▶ **Extract provided**:
=======

The Most Important Talk On TED So Far! – “What’s Wrong With What We Eat!”
A good friend of mine, Joshua Rosenthal of the Institute of Integrative Nutrition in New York, shared with me on Facebook the link to New York Times Food Writer, Mark Bittman‘s talk at the Technology, Entertainment and Design (TED) Conference of December 2007 entitled “What’s Wrong With What We Eat.“ Out of all the talks that I have seen so far on TED ( and granted I haven’t watched them all), this one, by far, outweighs all the others in importance. There is no comparison, in my opinion.
Most featured talks on TED about issues that effect us all have been those that informed us of the doom and gloom scenario that we face on a global scale. These include talks by Al Gore, Sylvia Earle and Karen Armstrong. But what is lacking among these talks are very real and practical solutions that we can ALL either do ourselves or can get behind or can vote with our dollars. They lack practical solutions that are actually solutions instead of temporary actions that seem to only postpone the inevitable or they are solutions that only a small group of people get involved in.
In my last post, “A TED Talk Worth Blogging About“, about Shai Agassi’s bold plan for the mass adoption of electric vehicles, was an exception because he was offering a real, immediate and very practical solution to many of the problems facing the world today and raised by many TED speakers in the past. It is a solution that investors, governments, automakers, environmentalists and rest of us can all get behind, by replacing our gas powered cars with electric ones, when they become available in the near future. While replacing electric cars is still only a partial or temporary solution, it is in the right direction and it is, in my opinion, this type of thinking that Shai Agassi displays that can help us find permanent and lasting solutions.

=======

▶ **Given entries**:
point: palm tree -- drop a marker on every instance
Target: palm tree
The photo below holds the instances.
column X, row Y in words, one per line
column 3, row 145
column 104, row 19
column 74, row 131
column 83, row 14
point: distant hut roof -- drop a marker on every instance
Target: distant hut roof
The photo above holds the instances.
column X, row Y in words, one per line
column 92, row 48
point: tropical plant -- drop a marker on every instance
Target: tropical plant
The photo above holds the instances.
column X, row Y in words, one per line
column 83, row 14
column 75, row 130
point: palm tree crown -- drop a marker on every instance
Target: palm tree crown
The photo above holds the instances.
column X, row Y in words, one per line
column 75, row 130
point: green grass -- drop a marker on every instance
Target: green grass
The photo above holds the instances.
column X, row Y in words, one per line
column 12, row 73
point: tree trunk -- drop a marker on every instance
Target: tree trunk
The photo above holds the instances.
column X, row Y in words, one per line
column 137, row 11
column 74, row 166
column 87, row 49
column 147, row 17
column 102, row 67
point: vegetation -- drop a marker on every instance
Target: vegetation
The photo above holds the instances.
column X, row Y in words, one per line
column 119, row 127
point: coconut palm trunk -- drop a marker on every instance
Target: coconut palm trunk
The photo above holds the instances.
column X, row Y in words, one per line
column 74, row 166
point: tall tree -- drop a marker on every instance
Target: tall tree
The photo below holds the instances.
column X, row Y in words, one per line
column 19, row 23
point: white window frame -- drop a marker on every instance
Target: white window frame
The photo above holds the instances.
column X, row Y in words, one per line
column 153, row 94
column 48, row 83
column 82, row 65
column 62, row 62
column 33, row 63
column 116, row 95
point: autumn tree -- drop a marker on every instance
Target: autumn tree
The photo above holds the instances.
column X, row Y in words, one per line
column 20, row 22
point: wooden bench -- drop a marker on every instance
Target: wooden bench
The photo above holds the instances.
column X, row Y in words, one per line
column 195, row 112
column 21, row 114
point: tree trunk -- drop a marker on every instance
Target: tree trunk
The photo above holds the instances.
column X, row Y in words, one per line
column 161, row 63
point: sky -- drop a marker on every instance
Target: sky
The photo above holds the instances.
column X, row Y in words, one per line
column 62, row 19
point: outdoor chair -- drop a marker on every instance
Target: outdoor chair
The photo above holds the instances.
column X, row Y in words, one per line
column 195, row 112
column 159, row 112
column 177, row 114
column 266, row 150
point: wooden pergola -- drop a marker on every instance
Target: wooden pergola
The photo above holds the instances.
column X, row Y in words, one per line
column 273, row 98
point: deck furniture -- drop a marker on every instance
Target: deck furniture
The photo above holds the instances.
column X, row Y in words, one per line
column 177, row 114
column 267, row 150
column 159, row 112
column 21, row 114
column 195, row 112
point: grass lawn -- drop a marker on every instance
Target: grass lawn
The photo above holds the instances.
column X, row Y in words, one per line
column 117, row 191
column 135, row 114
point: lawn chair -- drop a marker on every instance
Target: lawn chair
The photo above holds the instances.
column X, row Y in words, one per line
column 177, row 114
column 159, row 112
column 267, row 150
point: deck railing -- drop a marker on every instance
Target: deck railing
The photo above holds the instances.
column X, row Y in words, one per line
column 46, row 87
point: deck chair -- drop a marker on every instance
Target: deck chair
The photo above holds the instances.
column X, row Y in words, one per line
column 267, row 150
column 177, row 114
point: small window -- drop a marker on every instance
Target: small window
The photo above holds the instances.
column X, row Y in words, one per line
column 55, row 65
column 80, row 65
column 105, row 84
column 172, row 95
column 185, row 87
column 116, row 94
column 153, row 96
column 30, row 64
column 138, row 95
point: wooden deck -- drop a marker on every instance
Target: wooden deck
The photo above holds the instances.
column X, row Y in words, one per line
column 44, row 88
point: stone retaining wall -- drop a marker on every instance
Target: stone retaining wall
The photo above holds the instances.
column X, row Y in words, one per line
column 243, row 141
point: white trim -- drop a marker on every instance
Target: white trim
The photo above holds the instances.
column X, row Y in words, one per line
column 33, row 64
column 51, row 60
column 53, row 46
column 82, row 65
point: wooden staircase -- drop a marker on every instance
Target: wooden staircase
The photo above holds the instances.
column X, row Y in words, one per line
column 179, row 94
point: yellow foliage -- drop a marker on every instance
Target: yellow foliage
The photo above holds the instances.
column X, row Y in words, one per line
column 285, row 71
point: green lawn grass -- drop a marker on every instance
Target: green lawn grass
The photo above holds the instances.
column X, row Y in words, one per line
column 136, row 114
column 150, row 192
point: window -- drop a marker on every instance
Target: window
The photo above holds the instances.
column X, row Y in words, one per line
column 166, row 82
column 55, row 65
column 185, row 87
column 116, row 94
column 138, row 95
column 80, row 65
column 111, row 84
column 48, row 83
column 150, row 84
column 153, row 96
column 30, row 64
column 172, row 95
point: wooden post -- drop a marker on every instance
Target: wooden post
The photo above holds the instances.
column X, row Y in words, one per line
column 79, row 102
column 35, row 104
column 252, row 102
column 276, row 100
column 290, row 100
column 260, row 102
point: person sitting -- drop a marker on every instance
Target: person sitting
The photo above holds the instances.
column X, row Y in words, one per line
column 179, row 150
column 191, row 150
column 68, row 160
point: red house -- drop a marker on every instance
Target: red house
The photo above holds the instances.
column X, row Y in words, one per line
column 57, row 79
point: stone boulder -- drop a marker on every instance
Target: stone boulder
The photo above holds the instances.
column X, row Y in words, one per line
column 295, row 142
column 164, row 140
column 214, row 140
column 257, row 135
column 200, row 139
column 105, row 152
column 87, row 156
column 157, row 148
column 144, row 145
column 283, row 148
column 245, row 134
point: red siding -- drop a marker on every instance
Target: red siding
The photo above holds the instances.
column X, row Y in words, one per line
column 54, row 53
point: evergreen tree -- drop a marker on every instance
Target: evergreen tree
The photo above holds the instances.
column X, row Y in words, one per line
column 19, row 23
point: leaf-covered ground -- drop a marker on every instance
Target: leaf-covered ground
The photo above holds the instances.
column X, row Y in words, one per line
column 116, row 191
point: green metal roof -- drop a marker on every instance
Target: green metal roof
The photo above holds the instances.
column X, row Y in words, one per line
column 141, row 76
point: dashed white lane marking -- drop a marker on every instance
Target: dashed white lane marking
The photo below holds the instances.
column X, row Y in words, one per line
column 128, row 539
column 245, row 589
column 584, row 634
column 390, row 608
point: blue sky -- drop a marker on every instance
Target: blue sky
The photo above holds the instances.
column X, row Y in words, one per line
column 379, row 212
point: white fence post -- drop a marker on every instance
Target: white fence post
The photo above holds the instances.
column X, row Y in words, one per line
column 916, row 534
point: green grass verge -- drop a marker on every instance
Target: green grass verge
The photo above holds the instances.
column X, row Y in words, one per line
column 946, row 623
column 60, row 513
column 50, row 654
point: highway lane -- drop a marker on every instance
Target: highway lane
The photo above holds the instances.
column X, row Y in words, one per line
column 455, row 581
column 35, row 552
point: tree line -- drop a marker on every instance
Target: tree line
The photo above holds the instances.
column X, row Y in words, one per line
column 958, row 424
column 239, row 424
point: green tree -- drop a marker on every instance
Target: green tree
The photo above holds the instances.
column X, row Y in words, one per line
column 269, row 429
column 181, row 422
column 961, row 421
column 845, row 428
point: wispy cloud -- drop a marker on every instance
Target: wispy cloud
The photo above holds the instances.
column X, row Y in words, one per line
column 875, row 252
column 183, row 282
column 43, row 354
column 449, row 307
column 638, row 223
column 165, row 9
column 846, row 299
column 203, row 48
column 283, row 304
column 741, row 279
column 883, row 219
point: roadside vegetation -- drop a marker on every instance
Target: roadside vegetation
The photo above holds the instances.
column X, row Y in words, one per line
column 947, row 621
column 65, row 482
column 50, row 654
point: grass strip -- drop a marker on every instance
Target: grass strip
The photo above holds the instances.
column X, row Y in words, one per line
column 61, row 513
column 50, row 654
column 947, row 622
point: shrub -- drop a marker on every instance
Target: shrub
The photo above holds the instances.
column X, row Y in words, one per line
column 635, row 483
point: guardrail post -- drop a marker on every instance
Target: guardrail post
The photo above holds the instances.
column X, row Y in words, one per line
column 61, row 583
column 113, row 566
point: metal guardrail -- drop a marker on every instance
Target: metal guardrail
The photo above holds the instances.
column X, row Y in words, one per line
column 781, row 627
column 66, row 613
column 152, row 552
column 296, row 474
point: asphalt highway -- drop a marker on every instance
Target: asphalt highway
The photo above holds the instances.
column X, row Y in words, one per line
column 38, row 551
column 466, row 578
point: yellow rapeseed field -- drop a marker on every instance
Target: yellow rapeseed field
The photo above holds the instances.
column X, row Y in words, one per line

=======

▶ **Exercise tasks**:
A. In the blog post about TED talks, who shared the link to Mark Bittman's talk?
B. Name every TED speaker mentioned in the blog post about TED talks.
C. Pick up the blog post about TED talks after its final sentence and keep writing.

▶ **Solved tasks**:
A. Joshua Rosenthal of the Institute of Integrative Nutrition in New York shared it on Facebook.

B. Mark Bittman, Al Gore, Sylvia Earle, Karen Armstrong, Shai Agassi

C.
Mark Bittman’s talk on, the other hand, is a timeless common sense message that offers an ongoing and very real and practical solution that all of us can do everyday simply by choosing to eat differently and to cook more. It is a solution that governments, big business and environmentalists can get involved in as long as they have the courage to do so, which includes changing their own personal eating habits. It is a simple solution that can and will solve most, if not all, of our problems, directly and indirectly. It is the same message that was conveyed by macrobiotic leaders George Ohsawa and Michio Kushi and many other proponents of the natural, whole and organic food movements.
It is a solution worth repeating:
1. Eat less meat and animal products from everyday to at most once per week, if not less.
2. Eat less junk food or none. These include fast food, processed foods, sodas, and so on.
3. Eat more home cooked meals made with whole grains, beans and fresh vegetables. If you don’t know how to cook these foods then learn how.
That’s it. It couldn’t be any simpler.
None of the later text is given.